_REQUIRED TASK_
Restate exactly, and only, the lines from the one with "the blue sky" through the end of the data, with both of those end lines kept. Drop any pictures.

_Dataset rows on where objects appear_

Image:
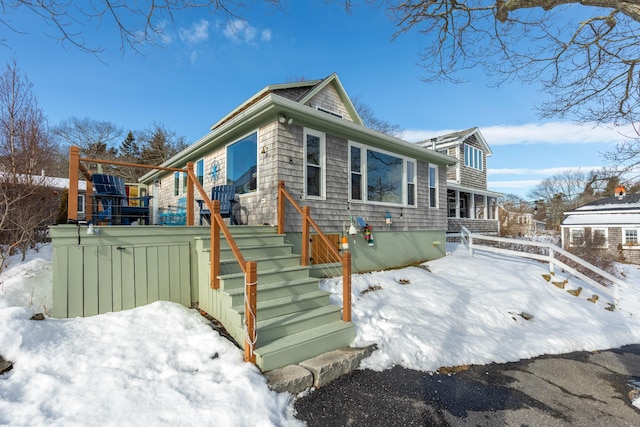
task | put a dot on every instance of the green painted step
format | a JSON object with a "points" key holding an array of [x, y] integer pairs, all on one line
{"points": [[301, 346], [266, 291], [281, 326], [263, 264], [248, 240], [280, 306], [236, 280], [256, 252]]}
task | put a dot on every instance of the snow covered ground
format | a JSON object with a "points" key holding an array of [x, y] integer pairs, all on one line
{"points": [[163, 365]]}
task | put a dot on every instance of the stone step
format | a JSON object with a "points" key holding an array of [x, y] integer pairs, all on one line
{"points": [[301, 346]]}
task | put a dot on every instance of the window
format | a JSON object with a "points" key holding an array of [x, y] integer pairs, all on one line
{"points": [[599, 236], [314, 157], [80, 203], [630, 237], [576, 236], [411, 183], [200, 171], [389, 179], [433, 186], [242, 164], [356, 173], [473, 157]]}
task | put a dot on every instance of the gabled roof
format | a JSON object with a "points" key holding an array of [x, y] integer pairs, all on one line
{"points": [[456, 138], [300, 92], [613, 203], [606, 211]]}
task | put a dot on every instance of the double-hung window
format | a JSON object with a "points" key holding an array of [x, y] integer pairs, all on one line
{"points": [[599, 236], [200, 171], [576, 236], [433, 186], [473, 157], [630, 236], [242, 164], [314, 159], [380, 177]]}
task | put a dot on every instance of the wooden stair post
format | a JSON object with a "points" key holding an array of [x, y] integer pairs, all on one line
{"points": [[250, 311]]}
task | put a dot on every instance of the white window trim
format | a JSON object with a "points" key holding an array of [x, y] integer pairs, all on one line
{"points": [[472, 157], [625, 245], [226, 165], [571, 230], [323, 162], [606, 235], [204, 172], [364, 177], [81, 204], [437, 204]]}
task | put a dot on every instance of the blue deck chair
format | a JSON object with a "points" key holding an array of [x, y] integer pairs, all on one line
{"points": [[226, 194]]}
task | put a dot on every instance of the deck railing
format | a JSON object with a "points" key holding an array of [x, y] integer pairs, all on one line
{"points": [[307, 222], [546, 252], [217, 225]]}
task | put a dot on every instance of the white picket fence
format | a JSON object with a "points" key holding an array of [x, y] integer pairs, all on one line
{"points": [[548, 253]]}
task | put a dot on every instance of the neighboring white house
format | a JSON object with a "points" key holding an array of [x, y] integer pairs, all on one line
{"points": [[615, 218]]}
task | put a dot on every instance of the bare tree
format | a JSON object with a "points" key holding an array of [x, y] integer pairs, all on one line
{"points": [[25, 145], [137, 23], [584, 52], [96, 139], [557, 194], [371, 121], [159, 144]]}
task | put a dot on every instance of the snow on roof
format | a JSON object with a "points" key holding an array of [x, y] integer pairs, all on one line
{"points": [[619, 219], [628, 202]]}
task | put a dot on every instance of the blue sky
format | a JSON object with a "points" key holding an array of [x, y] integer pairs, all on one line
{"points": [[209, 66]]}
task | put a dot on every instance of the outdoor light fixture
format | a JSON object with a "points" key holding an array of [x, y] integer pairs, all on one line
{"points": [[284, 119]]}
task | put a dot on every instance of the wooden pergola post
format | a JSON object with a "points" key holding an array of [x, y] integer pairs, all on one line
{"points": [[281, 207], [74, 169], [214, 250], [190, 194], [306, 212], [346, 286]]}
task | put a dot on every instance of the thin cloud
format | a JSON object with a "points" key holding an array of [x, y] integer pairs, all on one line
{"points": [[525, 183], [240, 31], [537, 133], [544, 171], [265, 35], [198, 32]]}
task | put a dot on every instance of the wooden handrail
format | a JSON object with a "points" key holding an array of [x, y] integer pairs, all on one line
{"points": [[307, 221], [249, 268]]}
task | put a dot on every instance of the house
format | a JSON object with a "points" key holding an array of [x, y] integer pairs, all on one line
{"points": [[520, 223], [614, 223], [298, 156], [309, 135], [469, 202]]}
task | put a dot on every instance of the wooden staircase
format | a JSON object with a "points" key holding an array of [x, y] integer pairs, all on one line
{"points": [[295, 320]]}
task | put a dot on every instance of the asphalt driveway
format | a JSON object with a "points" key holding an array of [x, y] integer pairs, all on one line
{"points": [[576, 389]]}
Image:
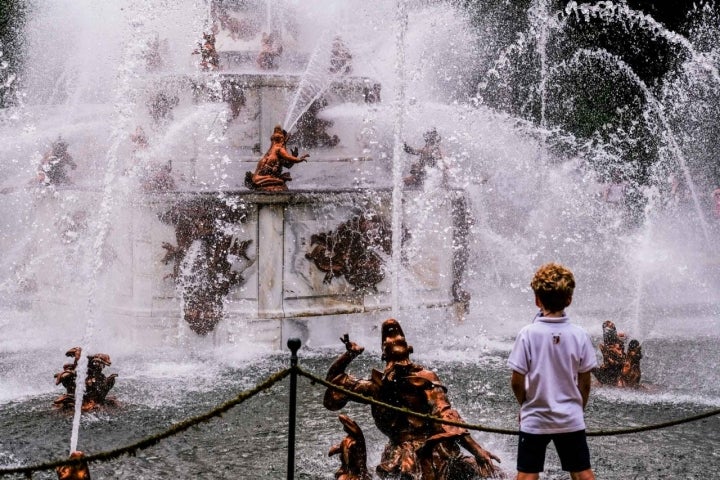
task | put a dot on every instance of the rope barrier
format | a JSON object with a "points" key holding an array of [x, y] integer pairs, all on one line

_OUTPUT FOR THIS TASK_
task | put a dot on every instance of the blue sky
format | a JSON object with a "points" key holding an array of [x, y] integer pairs, all on one line
{"points": [[209, 66]]}
task | put a dot on every instance of the outdoor light fixture
format | a JSON object with a "points" key holding an array of [x, y] integer pairs, all on one line
{"points": [[284, 119]]}
task | put a dot on every instance of the wooden pergola post
format | a JSON object with a "points" key holding an array of [x, y] integer pairs, all on one line
{"points": [[281, 207], [74, 169], [214, 250], [190, 194], [306, 212], [346, 286]]}
task | put a dot on every instance of the thin cloud
format | a JSON object with a "points" key holding an array of [x, y] integer pairs, all on one line
{"points": [[525, 183], [240, 31], [537, 133], [544, 171], [265, 35], [198, 32]]}
task | put a dot on every instance of the wooden handrail
format | a JSON object with a "points" key holding an array of [x, y] integer pairs, all on one line
{"points": [[307, 221], [249, 268]]}
task | put a dot on every instance of the house
format | a JSON object with a "points" key holding an array of [x, y] integer pairs, all on one line
{"points": [[520, 223], [614, 223], [298, 156], [309, 135], [469, 202]]}
task | put a dot on every instance of the wooden staircase
format | a JSON object with a "points" key holding an array of [x, y] integer pairs, all on one line
{"points": [[295, 320]]}
task | put a dot on every instance of the asphalt driveway
format | a JSON object with a "points" key holding an array of [x, y] integer pairs, all on one line
{"points": [[576, 389]]}
Image:
task | put a dot on every instance of the rope barrier
format | a JSON object with a "points" key holding an array of [x, y] integer pairs, all on one line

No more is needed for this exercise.